* _Requests_
**a.** In the Spark notebook troubleshooting passage, which Scala library version should be used with Spark 2.1?
**b.** Continue the Spark notebook troubleshooting passage from its final line.

* _Supplied passage_
Spark tasks might fail with missing AWS keys error

Respawning a failed executor during a job that reads or writes Parquet on S3 causes subsequent tasks to fail because of missing AWS keys.

Notebook kernel not started when opening a Scala notebook

You might notice that the notebook kernel is not running when you open a Scala notebook that uses Spark and custom Scala libraries. This situation arises when you use Scala libraries that are not compatible with the Spark version you are using, for example, if you use a Scala 2.10 jar file in a notebook with Spark 2.1.

To avoid this situation:

  1. Ensure that you use Scala 2.11 libraries with Spark 2.1.
  2. Run the following code in a Python notebook to remove the existing Scala libraries:
    !rm -rvf ~/data/libs/*
    
  3. Reload the libraries you need.

Connection failed message

If your kernel stops, your notebook is no longer automatically saved. To save it, click File > Save manually, and you should get a Notebook saved message in the kernel information area, which appears before the Spark version. If you get a message that the kernel failed, to reconnect your notebook to the kernel click Kernel > Reconnect. If nothing you do restarts the kernel and you can't save the notebook, you can download it to save your changes by clicking File > Download as > Notebook (.ipynb). Then you need to create a new notebook based on your downloaded notebook file.

Connection to notebook kernel on Amazon EMR failed

If the notebook language, for example Python 3.7 with Spark isn't displayed for the notebook, the notebook kernel couldn't be started.

To verify that the Kernel Gateway to Amazon Elastic Map Reduce is started and its endpoints are accessible via the internet, run: curl https://<KG_EMR_URL>:<PORT>/api/kernelspecs -H "Authorization: token <Personal_access_token>"

The Kernel Gateway is accessible if a JSON list of the available kernels is returned. If not, you must reinstall Jupyter Kernel Gateway on Amazon EMR. For details, see Add an Amazon EMR Spark service.

Connecting to the notebook kernel on Amazon EMR is taking longer than expected

If your notebook kernel will not start, your Amazon Elastic Map Reduce service might have run out of Spark resources. You can free Spark resources by stopping the kernels of notebooks you aren't using. Alternatively, you can stop all kernels by restarting the Kernel Gateway to the EMR cluster:

  1. Open the Amazon EMR console and log into the master node of the cluster.
  2. Enter wget https://raw.githubusercontent.com/IBMDataScience/kernelgateway-setup/master/install_kg_emr_bootstrap_script.sh to download the Kernel Gateway setup.
  3. Enter chmod +x install_kg_emr_bootstrap_script.sh to run the script.
  4. Enter ./install_kg_emr_bootstrap_script.sh --restart to restart the Kernel Gateway. You will be prompted for the port number.

Connection to Amazon EMR not available

If you keep running into problems connecting to Amazon Elastic Map Reduce, it is best you uninstall the Kernel Gateway and install it again:

  1. Open the Amazon EMR console and log into the master node of the cluster.

* _Data section_

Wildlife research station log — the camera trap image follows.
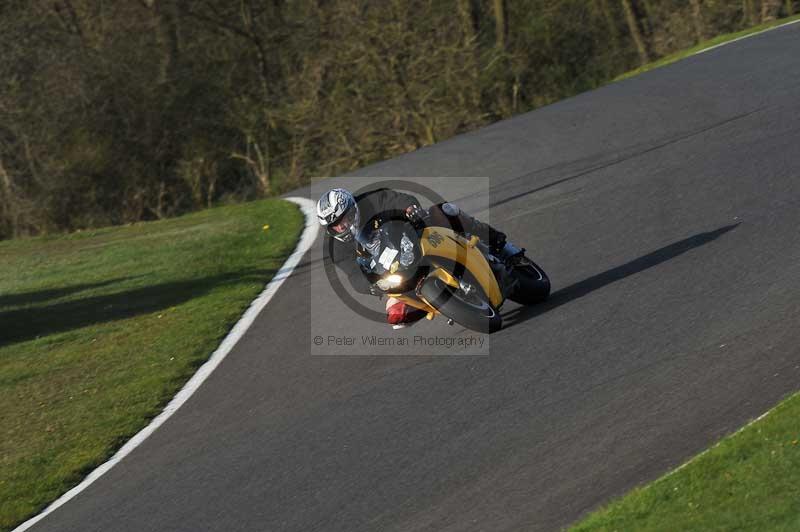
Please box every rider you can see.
[317,188,506,328]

* _The responses_
**a.** Scala 2.11 libraries.

**b.**
  2. Enter wget https://raw.githubusercontent.com/IBMDataScience/kernelgateway-setup/master/install_kg_emr_bootstrap_script.sh to download the Kernel Gateway setup.
  3. Enter chmod +x install_kg_emr_bootstrap_script.sh to run the script.
  4. Enter ./install_kg_emr_bootstrap_script.sh --uninstall to remove the Kernel Gateway.
  5. Enter ./install_kg_emr_bootstrap_script.sh to install the Kernel Gateway again.

Connection to IBM Analytics Engine service not available

The IBM Analytics Engine service instance that you selected to use for your notebook in Watson Studio might have been deleted or might not be running. Check if the service instance exists and is provisioned on the IBM Cloud Dashboard by clicking the navigation menu in Watson Studio and selecting Dashboard.

You can add a new IBM Analytics Engine service from your project's Settings page in the associated services section.

No Insert to code support for notebooks running in Spark 3.0 & Scala 2.12 environments

You can't access data from project assets in Scala notebooks that run in Spark 3.0 & Scala 2.12 environments. An error is returned when you click the Insert to code link below the asset name and select to load data into a SparkSession DataFrame. A workaround is to switch back to using a Spark 2.4 & Scala 2.11 environment.

If your notebook contains sections that you link to from an introductory section at the top of the notebook for example, the links to these sections will not work if the notebook was opened in view-only mode in Firefox. However, if you open the notebook in edit mode, these links will work.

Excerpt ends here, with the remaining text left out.